Task prompt:
Give the lines of the items below as a JSON list of strings, one string per line and no blank lines. Begin at the line that contains "Cam-trap alert: motion was detected. Identify weeds" and stop after the line that contains "0, 510, 710, 756".

The data:
━━━━
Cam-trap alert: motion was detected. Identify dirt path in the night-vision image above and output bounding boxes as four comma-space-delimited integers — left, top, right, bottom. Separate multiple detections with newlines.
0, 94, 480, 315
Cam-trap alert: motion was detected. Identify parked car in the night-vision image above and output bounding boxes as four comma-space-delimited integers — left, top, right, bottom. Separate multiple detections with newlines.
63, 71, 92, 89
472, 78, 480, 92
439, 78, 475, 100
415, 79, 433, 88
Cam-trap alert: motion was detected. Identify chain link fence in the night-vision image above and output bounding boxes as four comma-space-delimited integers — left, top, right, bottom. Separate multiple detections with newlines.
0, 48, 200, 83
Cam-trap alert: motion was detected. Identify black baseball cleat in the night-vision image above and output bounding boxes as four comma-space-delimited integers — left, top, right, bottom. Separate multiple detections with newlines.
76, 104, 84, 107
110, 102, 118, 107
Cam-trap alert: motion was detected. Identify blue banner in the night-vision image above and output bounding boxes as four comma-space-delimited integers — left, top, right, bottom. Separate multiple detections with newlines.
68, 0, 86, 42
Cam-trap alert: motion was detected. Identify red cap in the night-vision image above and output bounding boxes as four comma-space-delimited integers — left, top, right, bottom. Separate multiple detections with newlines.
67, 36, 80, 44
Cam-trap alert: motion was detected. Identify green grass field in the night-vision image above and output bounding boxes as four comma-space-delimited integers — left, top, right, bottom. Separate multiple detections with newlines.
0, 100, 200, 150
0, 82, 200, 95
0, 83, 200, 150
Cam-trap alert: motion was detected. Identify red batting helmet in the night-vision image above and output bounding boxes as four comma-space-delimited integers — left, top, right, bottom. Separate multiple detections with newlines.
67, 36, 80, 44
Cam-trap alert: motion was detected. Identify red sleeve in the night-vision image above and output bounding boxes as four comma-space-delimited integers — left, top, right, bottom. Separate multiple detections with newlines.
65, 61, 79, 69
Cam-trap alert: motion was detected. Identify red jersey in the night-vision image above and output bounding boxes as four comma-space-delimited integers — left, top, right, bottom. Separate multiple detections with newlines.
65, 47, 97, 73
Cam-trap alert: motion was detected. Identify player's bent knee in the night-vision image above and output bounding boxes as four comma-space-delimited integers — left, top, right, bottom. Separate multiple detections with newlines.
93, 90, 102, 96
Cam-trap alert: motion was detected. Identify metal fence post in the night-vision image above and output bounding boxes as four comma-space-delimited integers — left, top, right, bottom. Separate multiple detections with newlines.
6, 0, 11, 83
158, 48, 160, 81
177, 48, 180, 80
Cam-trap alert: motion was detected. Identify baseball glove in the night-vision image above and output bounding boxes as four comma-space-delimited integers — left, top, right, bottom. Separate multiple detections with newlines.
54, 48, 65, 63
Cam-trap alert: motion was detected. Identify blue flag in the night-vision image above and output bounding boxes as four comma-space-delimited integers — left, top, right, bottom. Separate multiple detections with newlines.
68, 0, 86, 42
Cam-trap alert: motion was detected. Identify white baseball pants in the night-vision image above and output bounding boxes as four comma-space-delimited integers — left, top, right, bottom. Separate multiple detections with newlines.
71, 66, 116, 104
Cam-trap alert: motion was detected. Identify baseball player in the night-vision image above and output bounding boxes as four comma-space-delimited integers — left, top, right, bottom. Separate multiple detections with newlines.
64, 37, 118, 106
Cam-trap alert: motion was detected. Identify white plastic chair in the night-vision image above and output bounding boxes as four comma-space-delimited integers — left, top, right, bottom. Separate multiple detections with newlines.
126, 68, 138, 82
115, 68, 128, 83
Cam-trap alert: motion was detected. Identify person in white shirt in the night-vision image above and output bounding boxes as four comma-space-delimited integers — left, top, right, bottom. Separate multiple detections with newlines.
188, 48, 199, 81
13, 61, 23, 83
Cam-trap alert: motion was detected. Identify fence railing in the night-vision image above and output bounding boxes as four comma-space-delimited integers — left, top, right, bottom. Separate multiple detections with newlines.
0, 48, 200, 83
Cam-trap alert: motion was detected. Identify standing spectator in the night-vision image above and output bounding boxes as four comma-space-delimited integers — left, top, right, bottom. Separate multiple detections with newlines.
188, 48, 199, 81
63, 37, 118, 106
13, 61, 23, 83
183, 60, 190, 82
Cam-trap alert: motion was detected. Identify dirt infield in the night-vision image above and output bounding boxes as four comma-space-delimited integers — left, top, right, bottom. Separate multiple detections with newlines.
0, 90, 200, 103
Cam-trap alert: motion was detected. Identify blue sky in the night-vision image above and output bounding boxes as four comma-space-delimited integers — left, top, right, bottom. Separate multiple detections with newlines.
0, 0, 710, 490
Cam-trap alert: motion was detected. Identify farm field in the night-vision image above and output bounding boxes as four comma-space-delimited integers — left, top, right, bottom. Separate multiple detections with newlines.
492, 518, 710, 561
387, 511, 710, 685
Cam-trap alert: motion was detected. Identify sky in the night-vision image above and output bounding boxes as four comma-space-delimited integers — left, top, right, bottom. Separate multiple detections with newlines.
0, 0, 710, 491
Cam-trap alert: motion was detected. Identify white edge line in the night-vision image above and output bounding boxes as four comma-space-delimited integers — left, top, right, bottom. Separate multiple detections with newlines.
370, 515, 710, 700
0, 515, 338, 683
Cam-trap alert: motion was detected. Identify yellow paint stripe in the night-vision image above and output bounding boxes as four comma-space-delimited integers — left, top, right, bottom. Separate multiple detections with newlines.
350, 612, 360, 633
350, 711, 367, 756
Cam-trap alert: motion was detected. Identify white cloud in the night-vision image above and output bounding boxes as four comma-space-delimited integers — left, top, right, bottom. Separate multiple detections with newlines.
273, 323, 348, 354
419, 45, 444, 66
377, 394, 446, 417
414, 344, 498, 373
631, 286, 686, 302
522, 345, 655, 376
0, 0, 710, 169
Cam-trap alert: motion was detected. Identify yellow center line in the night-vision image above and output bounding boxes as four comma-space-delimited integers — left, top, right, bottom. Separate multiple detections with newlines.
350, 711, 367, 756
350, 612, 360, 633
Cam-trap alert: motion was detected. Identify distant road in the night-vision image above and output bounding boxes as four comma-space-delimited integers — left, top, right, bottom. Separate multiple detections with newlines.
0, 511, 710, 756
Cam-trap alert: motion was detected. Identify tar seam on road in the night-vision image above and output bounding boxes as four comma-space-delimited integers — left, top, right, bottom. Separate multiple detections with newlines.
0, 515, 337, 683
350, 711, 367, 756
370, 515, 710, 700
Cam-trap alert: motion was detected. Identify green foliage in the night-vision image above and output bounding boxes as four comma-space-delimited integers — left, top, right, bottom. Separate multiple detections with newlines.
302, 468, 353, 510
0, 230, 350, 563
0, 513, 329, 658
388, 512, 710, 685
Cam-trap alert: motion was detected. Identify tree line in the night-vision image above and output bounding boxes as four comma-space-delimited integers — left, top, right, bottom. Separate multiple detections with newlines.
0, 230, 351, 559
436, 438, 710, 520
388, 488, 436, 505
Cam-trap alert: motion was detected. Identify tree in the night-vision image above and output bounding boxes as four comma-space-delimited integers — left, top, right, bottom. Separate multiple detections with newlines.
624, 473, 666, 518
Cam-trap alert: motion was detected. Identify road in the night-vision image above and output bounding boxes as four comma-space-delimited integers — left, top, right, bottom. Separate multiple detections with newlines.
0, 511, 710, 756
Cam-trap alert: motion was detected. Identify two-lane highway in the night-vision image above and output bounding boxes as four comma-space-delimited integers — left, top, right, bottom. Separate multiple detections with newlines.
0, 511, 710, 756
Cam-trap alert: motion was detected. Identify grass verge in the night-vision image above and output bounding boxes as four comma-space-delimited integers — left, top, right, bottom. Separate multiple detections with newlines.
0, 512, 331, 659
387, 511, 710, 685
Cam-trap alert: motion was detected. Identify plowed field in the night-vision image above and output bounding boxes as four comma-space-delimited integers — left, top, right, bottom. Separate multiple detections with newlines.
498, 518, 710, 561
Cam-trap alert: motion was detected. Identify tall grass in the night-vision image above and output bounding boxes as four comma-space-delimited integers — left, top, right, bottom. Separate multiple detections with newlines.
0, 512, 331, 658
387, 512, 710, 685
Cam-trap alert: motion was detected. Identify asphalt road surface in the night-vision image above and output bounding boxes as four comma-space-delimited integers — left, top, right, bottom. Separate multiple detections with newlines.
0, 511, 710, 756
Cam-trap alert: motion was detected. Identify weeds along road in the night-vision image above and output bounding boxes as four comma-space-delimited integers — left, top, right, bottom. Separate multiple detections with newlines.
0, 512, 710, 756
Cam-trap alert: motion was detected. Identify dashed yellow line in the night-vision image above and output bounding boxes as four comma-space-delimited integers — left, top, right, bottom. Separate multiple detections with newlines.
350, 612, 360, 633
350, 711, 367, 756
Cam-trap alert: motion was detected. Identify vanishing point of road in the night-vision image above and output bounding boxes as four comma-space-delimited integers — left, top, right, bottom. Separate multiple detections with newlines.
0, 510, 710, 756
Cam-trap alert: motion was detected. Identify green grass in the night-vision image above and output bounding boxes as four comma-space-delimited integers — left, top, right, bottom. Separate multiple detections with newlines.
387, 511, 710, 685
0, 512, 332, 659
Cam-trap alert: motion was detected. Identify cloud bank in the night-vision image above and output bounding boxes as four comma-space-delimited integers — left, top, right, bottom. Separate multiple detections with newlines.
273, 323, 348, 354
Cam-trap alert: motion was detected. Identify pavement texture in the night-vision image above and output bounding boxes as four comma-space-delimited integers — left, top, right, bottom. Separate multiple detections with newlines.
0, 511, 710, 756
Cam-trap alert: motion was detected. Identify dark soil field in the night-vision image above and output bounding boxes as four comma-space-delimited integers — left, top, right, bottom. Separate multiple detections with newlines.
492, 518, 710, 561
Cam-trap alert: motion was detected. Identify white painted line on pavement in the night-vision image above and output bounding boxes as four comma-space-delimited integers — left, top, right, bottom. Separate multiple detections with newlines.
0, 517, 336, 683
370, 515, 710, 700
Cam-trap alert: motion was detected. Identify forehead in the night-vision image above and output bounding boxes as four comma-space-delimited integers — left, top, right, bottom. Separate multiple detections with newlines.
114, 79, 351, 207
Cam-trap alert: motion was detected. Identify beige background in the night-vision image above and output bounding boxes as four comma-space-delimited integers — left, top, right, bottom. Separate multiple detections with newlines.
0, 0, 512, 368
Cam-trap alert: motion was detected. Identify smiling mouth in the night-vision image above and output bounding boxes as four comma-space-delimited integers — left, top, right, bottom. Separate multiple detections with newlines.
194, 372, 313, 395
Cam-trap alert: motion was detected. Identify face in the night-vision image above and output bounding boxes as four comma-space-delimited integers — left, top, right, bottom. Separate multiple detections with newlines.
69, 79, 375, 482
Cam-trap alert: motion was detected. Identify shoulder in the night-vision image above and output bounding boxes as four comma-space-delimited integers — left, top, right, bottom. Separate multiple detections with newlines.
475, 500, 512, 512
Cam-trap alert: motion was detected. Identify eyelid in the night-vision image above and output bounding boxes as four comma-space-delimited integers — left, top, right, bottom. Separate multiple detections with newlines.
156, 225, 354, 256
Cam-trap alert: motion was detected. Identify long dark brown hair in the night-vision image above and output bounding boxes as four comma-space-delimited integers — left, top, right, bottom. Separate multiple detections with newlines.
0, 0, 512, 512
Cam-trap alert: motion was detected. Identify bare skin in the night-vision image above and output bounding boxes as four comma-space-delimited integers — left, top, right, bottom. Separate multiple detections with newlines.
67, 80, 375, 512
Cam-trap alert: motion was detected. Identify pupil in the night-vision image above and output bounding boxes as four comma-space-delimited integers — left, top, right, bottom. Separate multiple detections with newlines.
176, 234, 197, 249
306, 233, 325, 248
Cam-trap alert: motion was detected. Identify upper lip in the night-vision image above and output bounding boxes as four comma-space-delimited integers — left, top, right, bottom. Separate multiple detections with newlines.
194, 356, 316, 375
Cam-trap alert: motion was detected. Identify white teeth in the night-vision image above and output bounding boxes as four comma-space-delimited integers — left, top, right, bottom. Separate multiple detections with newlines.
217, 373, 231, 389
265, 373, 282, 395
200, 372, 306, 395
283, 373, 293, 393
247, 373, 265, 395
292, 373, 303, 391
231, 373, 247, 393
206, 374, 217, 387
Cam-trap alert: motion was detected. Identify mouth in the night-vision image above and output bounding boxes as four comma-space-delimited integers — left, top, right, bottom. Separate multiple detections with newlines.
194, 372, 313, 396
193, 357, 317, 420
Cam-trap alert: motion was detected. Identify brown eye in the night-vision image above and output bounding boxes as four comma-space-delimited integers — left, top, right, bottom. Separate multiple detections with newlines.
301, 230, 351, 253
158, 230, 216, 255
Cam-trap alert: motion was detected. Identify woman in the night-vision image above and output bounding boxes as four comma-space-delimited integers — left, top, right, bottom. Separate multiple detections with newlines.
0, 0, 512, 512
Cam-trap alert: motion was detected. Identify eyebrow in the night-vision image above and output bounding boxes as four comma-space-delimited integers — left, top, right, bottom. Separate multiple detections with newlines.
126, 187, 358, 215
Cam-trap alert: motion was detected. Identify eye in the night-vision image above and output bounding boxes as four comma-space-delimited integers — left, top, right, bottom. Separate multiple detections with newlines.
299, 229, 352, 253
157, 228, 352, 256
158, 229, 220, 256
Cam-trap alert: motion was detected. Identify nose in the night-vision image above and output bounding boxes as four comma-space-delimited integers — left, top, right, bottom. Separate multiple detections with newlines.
━━━━
Final answer:
[
  "Cam-trap alert: motion was detected. Identify weeds along road in the night-vision image above and output bounding boxes as four comma-space-delimited integers — left, top, right, bottom. Separate multiple detections with newlines.",
  "0, 512, 710, 756",
  "Cam-trap alert: motion was detected. Identify dashed yellow line in the night-vision image above and output bounding boxes as four comma-space-delimited integers — left, top, right, bottom. Separate multiple detections with newlines.",
  "350, 612, 360, 633",
  "350, 711, 367, 756",
  "Cam-trap alert: motion was detected. Identify vanishing point of road in the night-vision image above and output bounding boxes as four comma-space-delimited integers — left, top, right, bottom. Separate multiple detections with newlines.",
  "0, 510, 710, 756"
]